What is expected: Pictures are to be dropped. Everything else in the listing gets copied exactly.

============================================================

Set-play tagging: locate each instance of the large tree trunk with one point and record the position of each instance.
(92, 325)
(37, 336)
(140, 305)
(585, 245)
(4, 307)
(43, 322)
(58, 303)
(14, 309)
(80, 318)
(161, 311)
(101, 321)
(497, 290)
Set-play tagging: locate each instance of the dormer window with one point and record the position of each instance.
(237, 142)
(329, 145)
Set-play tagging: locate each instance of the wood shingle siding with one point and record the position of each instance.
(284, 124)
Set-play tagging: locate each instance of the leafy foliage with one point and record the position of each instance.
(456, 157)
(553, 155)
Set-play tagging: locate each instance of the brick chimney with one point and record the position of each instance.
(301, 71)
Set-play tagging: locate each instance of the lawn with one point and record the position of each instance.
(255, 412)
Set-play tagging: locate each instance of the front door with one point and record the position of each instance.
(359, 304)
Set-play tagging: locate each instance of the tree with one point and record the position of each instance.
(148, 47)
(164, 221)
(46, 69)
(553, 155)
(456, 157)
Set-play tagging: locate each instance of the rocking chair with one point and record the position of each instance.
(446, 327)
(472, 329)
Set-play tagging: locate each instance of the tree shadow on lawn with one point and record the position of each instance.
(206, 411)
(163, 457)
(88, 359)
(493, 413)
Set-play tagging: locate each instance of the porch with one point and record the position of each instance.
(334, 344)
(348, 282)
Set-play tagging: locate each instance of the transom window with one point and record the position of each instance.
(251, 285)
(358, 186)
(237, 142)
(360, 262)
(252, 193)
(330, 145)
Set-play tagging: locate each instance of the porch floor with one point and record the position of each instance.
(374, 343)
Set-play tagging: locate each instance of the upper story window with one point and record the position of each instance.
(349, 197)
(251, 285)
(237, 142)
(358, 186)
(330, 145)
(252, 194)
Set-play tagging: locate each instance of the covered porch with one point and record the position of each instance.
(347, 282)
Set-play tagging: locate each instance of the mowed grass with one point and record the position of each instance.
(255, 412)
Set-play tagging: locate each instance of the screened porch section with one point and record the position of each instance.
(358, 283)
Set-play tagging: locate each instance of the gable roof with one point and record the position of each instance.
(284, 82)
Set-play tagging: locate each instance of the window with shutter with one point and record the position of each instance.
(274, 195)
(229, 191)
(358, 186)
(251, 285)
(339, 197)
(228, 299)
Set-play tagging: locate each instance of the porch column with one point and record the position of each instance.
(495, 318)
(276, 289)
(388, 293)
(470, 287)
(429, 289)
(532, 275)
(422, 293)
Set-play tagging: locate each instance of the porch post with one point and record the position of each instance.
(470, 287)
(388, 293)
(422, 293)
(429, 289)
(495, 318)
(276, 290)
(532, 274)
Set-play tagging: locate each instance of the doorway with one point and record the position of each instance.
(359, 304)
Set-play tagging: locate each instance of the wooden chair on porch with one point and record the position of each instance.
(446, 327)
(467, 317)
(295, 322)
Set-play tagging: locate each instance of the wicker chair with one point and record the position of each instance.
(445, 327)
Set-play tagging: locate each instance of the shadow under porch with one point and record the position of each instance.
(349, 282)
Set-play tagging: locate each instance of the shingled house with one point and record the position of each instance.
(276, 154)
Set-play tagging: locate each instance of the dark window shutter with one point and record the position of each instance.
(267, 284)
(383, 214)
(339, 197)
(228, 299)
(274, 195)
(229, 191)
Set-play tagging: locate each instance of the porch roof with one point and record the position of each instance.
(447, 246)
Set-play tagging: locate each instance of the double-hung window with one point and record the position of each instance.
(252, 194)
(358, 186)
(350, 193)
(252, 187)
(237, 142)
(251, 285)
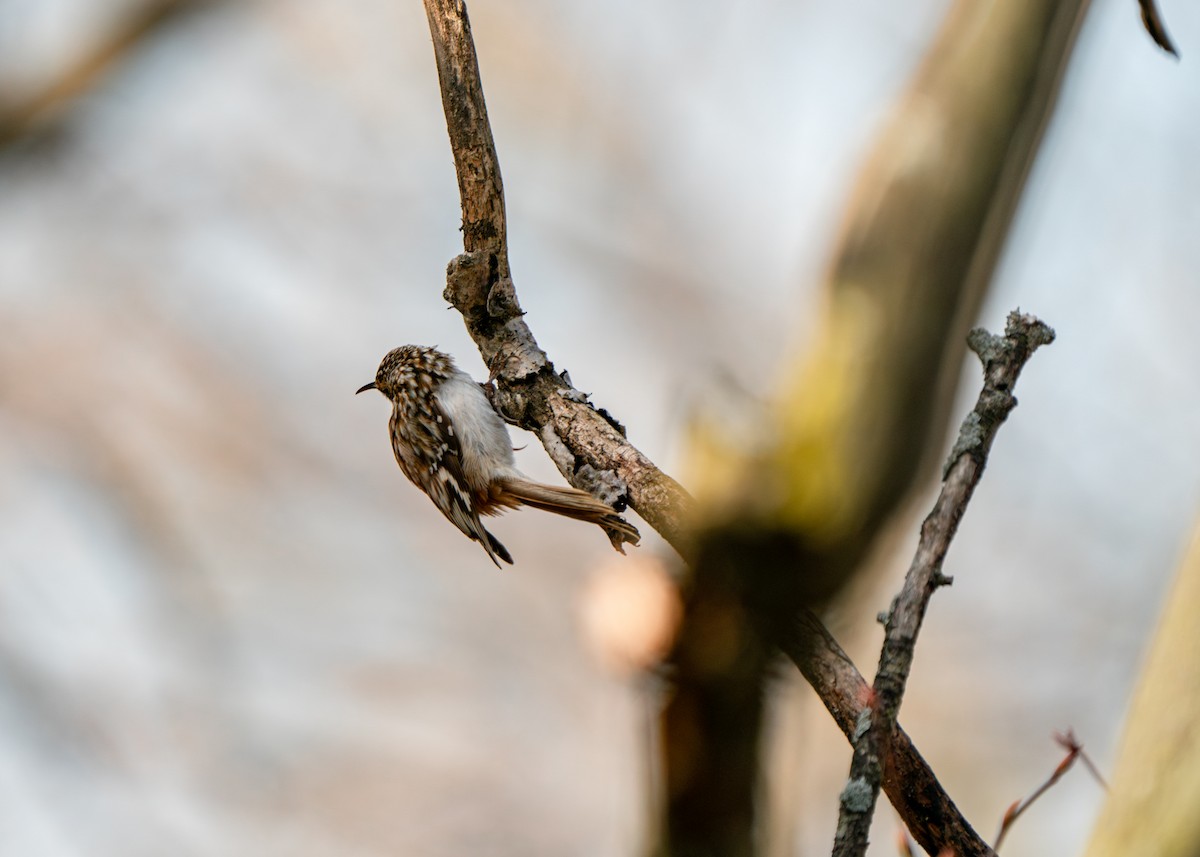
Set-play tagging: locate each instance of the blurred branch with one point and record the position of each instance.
(785, 526)
(42, 111)
(921, 801)
(1003, 358)
(587, 445)
(1153, 23)
(1151, 808)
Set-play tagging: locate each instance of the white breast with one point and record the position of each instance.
(483, 436)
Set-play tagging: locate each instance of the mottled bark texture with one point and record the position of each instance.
(587, 445)
(1003, 358)
(865, 407)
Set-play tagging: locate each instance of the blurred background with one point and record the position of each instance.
(229, 627)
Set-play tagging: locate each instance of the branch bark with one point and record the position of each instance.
(1003, 358)
(785, 528)
(1155, 790)
(588, 445)
(42, 111)
(910, 784)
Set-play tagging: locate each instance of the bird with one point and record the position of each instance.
(454, 447)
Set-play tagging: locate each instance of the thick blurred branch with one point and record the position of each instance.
(785, 528)
(587, 445)
(1155, 791)
(1003, 358)
(19, 118)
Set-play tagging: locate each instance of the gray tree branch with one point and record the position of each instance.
(1003, 357)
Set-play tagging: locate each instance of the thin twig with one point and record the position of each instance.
(587, 445)
(910, 784)
(1003, 357)
(1155, 27)
(1074, 751)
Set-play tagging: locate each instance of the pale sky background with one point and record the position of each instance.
(229, 627)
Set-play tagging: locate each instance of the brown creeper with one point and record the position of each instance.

============================================================

Response area:
Set-play tagging: locate each instance of the large tree trunk with one point and record the position of each instance.
(92, 325)
(37, 336)
(140, 305)
(585, 245)
(4, 307)
(43, 322)
(58, 303)
(14, 309)
(80, 318)
(161, 311)
(101, 321)
(497, 290)
Set-play tagging: locate each instance of the dormer window with one point and record the position of each instance.
(237, 142)
(329, 145)
Set-play tagging: locate each instance of the wood shingle siding with one point and record the position of each instance.
(284, 124)
Set-play tagging: locate each instance of the leafy foliage with one point and record the position of each instance.
(456, 157)
(553, 155)
Set-play tagging: locate each instance of the brick chimney with one point and record the position of each instance.
(301, 71)
Set-play tagging: locate each instance of the lawn with one point and record the position of each instance.
(255, 412)
Set-play tagging: locate each instance of the front door with one point and record the position of each instance.
(359, 304)
Set-play tagging: locate each instance of the tree with one point and record the position of each instance.
(148, 47)
(164, 221)
(46, 69)
(553, 155)
(456, 157)
Set-play tagging: locate each instance of the rocking chair with one point and record the position of each instance.
(446, 327)
(472, 329)
Set-play tagging: locate each instance of the tree shadow on lawn with one point and record the position of each instance.
(206, 411)
(163, 457)
(88, 359)
(493, 413)
Set-play tagging: locate each instance of the porch with one point and record the position of each instance.
(334, 344)
(348, 282)
Set-play tagging: locate each instance of the transom window with one point and record the position of each instance.
(251, 285)
(358, 186)
(237, 142)
(360, 262)
(252, 193)
(330, 145)
Set-play tagging: locate each instance of the porch floor with one point and record the position of each instance.
(374, 343)
Set-play tagging: locate each instance of the upper story window with one point and record the position of each instance.
(349, 197)
(251, 285)
(237, 142)
(358, 186)
(330, 145)
(252, 194)
Set-play tagging: locate each instance of the covered porch with one point and record the position of each instance.
(347, 282)
Set-play tagging: locate each instance of the mowed grass with one point and record the position of each instance.
(255, 412)
Set-play tagging: locate each instance of the screened porch section with one point and record the position of each instance.
(358, 283)
Set-play tagging: locate each instance of the gable roof with one point and record the position of each instance.
(284, 82)
Set-play tagging: locate each instance of the window with shutter with one point and record the position of each instance.
(274, 195)
(229, 191)
(358, 186)
(251, 285)
(339, 197)
(228, 299)
Set-play tagging: locate each instance of the porch column with one point and record the position of each instance.
(495, 318)
(276, 289)
(388, 293)
(470, 287)
(429, 289)
(532, 275)
(422, 293)
Set-play tagging: locate each instance of the porch post with one point and record the position of each instance.
(470, 287)
(388, 293)
(422, 293)
(429, 289)
(495, 318)
(276, 290)
(532, 274)
Set-play tagging: locate each instance of the doorway with one point and record the position of each instance.
(359, 304)
Set-play tagging: locate each instance of the wooden chair on porch with one point and record the position of each instance.
(446, 327)
(467, 317)
(295, 322)
Set-play tagging: locate each instance of the wicker chair with one point and record the position of each instance.
(445, 327)
Set-play tagging: locate each instance of the shadow under porch with one point and record the position of each instance.
(349, 282)
Set-play tagging: locate each instance of the shingled house with one point and record the position of each instance.
(276, 154)
Set-play tagging: locate each instance of the dark window shutter with one point and record the position of each instance.
(267, 284)
(383, 214)
(339, 197)
(228, 299)
(274, 195)
(229, 191)
Set-play tagging: locate each instance of the porch roof with one point and record the position of each instance.
(447, 246)
Set-play tagging: locate each instance of the double-hung window with one point and record the position of each instance.
(252, 194)
(358, 186)
(350, 193)
(252, 187)
(237, 142)
(251, 285)
Set-play tagging: locate each instance of the blurred branch with one point and record the position of each instance.
(785, 526)
(42, 111)
(921, 801)
(1003, 358)
(587, 445)
(1153, 23)
(1151, 808)
Set-play tagging: locate each instance of the white breast with one point and record the position of each instance.
(483, 436)
Set-play tagging: locate each instance of the mottled bark texture with one point and record the position of each instance.
(587, 445)
(1003, 358)
(865, 407)
Set-play tagging: locate each instance of the blurred background with one point and record the position of each instance.
(229, 627)
Set-play tagging: locate each instance of the branch bark with one point and record the position of each instance.
(1003, 358)
(785, 528)
(1155, 790)
(588, 445)
(42, 111)
(910, 784)
Set-play tagging: locate each instance of the bird with one point and record the position of each instance.
(454, 447)
Set-play tagging: locate each instance of the thick blurred branch with one point and record the position of each instance.
(785, 528)
(587, 445)
(1155, 791)
(1003, 358)
(19, 118)
Set-play tagging: locate each instance of the gray tree branch with one point and record the position of each instance.
(1003, 357)
Set-play tagging: locate each instance of the thin twig with one point and record the position of each instance.
(587, 445)
(910, 784)
(1003, 357)
(1155, 27)
(1074, 751)
Set-play tagging: locate each instance of the pale sky background with one point and record the position of each instance.
(229, 627)
Set-play tagging: locate each instance of the brown creeper with one point and record the position of each instance.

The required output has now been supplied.